**Direction**
Put each line of the listing below, from the line with "[segment] white parchment paper liner" up to and including the line with "MULTIPOLYGON (((110 11, 101", into a JSON list of strings, one string per line. Skip blank lines and leave any pictures out of the answer.

**Records provided**
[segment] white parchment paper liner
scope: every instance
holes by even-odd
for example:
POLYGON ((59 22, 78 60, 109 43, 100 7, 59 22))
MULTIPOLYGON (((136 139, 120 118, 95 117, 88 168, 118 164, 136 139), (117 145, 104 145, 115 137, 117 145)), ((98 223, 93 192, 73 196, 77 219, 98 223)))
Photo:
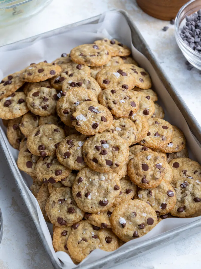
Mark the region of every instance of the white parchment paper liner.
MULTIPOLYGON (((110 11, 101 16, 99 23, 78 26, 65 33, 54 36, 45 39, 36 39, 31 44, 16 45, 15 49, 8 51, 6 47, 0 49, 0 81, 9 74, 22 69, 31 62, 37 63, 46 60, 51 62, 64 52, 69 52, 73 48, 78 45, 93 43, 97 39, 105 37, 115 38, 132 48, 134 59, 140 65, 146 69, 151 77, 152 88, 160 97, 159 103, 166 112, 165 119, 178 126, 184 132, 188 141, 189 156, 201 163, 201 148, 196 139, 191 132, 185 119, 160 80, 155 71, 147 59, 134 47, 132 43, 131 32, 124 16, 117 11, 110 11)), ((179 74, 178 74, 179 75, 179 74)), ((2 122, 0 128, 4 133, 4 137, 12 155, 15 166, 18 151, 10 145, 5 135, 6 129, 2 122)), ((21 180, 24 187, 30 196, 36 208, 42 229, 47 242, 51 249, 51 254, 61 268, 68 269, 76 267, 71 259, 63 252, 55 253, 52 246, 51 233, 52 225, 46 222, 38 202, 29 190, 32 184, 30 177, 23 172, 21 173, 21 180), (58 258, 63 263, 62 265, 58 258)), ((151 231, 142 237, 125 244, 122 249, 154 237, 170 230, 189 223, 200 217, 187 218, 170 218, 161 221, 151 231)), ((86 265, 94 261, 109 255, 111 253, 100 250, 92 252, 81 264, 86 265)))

...

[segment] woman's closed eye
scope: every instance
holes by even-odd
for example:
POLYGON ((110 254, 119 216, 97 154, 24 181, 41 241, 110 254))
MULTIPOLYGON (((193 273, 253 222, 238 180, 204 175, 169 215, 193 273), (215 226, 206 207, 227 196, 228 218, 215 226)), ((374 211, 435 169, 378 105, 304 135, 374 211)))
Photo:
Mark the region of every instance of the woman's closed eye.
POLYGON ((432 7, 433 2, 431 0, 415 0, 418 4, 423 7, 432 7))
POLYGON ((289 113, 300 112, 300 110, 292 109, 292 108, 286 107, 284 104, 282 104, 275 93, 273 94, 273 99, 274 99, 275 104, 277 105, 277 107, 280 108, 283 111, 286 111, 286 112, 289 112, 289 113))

**Answer below**
[
  "[segment] white parchment paper liner",
  "scope: every instance",
  "holes by even-odd",
  "for example:",
  "POLYGON ((59 22, 78 60, 109 43, 100 7, 59 22))",
  "MULTIPOLYGON (((136 139, 120 118, 95 117, 88 168, 118 164, 136 139), (117 145, 104 145, 115 137, 117 145)), ((98 223, 93 192, 73 196, 77 219, 98 223)))",
  "Photo:",
  "Mark the region of every instance of the white parchment paper liner.",
  "MULTIPOLYGON (((110 11, 101 16, 99 23, 78 26, 65 33, 54 36, 45 39, 36 39, 31 44, 16 45, 15 49, 8 51, 6 47, 0 49, 0 81, 9 74, 22 69, 31 62, 37 63, 46 60, 51 62, 64 52, 69 52, 73 48, 78 45, 93 43, 97 39, 105 37, 115 38, 132 48, 134 59, 140 65, 146 69, 151 77, 152 88, 160 97, 159 103, 166 112, 165 119, 178 126, 184 132, 188 141, 189 156, 201 163, 201 148, 196 139, 191 132, 185 119, 160 80, 155 71, 147 59, 134 47, 132 43, 131 32, 124 16, 117 11, 110 11)), ((179 74, 178 74, 179 75, 179 74)), ((2 122, 0 128, 4 133, 4 137, 12 155, 15 166, 18 151, 10 145, 5 135, 6 129, 2 122)), ((21 180, 24 187, 30 196, 36 208, 42 229, 47 242, 51 249, 51 254, 61 268, 68 269, 76 267, 71 259, 63 252, 55 253, 52 246, 51 233, 52 225, 46 222, 38 202, 29 190, 32 184, 30 177, 23 172, 21 173, 21 180), (58 258, 63 263, 62 265, 58 258)), ((151 231, 142 237, 125 244, 122 249, 154 237, 170 230, 189 223, 200 217, 187 218, 170 218, 161 221, 151 231)), ((86 265, 94 261, 109 255, 111 253, 100 250, 92 252, 81 264, 86 265)))"
]